### Consigne 1
D'après l'article sur la fonte des glaciers, quelle superficie couvraient les glaciers alpins français au début des années 1970 ?

### Texte présenté
Et pendant ce temps, la fonte des glaciers s'accélère
LE MONDE | 10.12.11 |
Tout autour du globe, sous toutes les latitudes, à toutes les altitudes, les glaciers reculent et disparaissent à marche forcée. A une vitesse qui, bien souvent, excède des prévisions encore jugées alarmistes voilà quelques années. Alors que les négociations engagées à Durban (Afrique du Sud) s'enlisaient, les scientifiques réunis au congrès d'automne de l'American Geophysical Union (AGU), qui s'est achevé vendredi 9 décembre à San Francisco (Etats-Unis), prédisent un avenir toujours plus sombre à la cryosphère - c'est-à-dire l'ensemble des glaces de la planète.
La remise à jour de l'inventaire des glaciers alpins français est l'un des derniers signes en date de ce pessimisme. Ces nouvelles observations, rendues publiques au cours du congrès, sont les manifestations les plus spectaculaires, sous nos latitudes, du réchauffement en cours. En moins de quarante ans, les glaces alpines ont perdu plus d'un quart de leur superficie. Celle-ci est passée de 374 km2 au début des années 1970 à moins de 275 km2 aujourd'hui. En cause : l'augmentation des températures estivales et la fonte associée. Toujours plus importante, celle-ci n'est plus compensée par la recharge de l'hiver.
Le constat le plus inquiétant est celui de l'accélération du phénomène. La perte de glace a ainsi été environ deux fois plus importante entre 1986 et 2003 qu'entre 1970 et 1986. "De manière générale, on note depuis le début des années 1990 une accélération du phénomène sans précédent depuis au moins un siècle et demi", précise le glaciologue Antoine Rabatel (Laboratoire de glaciologie et de géophysique de l'environnement), coauteur avec Marie Gardent (université de Savoie) de ce nouvel état des lieux.
Les disparités sont très marquées. Ainsi les glaciers du massif du Mont-Blanc n'ont perdu que 9,7 % de leur surface au cours les quarante dernières années quand ceux du massif d'Ubaye ont quasiment disparu. De même, à l'est de Grenoble, celui de Belledonne a vu la superficie de ses glaces perdre près de 70 %… Et encore, il ne s'agit là que d'une évaluation de la perte de surface. La perte de volume - pour l'heure impossible à évaluer pour l'ensemble des massifs - est vraisemblablement plus impressionnante encore.
Selon d'autres mesures, présentées par le glaciologue Etienne Berthier, chercheur au Laboratoire d'études en géophysique et océanographie spatiales (Legos) et rendues publiques au cours du congrès de l'AGU, la langue de la mer de Glace - l'un des plus importants glaciers alpins - a ainsi perdu en moyenne 4 m d'épaisseur par an entre 2000 et 2008. Elle n'en avait abandonné que 60 cm par an en moyenne entre 1979 et 1994…
Le cas des Alpes françaises n'est pas isolé. La tendance y est même moins marquée qu'ailleurs. "Globalement, on peut dire que le paysage est très homogène, explique Etienne Berthier. On perd de la glace partout et c'est un phénomène qui est en forte accélération." "Lorsqu'on regarde l'évolution des températures, on réussit toujours à trouver un intervalle de temps sur lequel on peut voir un bref refroidissement, ajoute le chercheur. Avec les glaciers, à l'exception de très rares zones d'anomalie, c'est impossible. Depuis dix à vingt ans, on perd toujours de la glace."

### Consigne 2
Reproduisez telles quelles les lignes des relevés, de celle qui contient "point: the green" jusqu'à la fin des relevés.

### Extraits des relevés
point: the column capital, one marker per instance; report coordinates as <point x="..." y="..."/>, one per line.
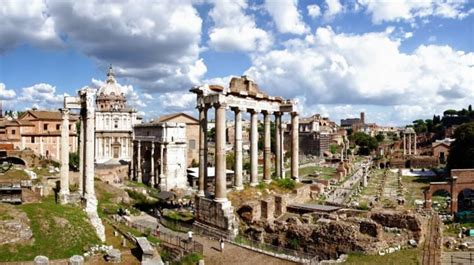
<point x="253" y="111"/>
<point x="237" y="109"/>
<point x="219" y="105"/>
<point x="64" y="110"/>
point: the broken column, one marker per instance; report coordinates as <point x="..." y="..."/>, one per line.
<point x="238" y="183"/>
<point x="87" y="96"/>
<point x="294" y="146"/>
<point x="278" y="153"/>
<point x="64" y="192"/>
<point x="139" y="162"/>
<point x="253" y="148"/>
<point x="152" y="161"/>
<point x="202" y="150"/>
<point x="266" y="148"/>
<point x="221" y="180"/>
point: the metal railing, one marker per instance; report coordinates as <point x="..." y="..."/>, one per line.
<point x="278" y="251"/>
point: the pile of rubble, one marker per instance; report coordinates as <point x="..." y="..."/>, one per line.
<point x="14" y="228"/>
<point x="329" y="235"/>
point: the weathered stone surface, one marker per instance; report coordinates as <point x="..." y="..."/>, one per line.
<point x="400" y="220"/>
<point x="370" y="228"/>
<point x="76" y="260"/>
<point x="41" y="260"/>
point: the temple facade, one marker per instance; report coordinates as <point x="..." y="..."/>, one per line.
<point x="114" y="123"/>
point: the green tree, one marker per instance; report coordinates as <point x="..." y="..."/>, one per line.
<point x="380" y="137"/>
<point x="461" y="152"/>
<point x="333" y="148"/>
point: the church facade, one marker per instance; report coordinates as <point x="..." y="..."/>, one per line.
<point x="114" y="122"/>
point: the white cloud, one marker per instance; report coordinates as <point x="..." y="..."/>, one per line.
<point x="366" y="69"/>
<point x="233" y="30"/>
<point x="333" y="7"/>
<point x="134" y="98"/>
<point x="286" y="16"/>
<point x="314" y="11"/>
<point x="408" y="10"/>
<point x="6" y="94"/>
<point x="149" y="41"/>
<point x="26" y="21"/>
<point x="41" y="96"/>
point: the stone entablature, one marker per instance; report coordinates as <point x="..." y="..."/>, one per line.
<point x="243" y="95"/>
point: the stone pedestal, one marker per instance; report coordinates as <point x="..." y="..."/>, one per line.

### Résultat 1
374 km2.

### Résultat 2
point: the green tree, one marker per instance; report coordinates as <point x="..." y="..."/>, one per line.
<point x="380" y="137"/>
<point x="461" y="152"/>
<point x="333" y="148"/>
point: the church facade, one marker per instance; report coordinates as <point x="..." y="..."/>, one per line.
<point x="114" y="122"/>
point: the white cloud, one marker per instance; report coordinates as <point x="..." y="..."/>, one per line.
<point x="366" y="69"/>
<point x="233" y="30"/>
<point x="333" y="7"/>
<point x="134" y="98"/>
<point x="286" y="16"/>
<point x="314" y="11"/>
<point x="408" y="10"/>
<point x="6" y="94"/>
<point x="149" y="41"/>
<point x="26" y="21"/>
<point x="41" y="96"/>
point: the stone entablature, one marker per instance; report coordinates as <point x="..." y="..."/>, one per line.
<point x="243" y="95"/>
point: the stone pedestal, one marker per instance; report coordinates as <point x="..." y="..."/>, one per line.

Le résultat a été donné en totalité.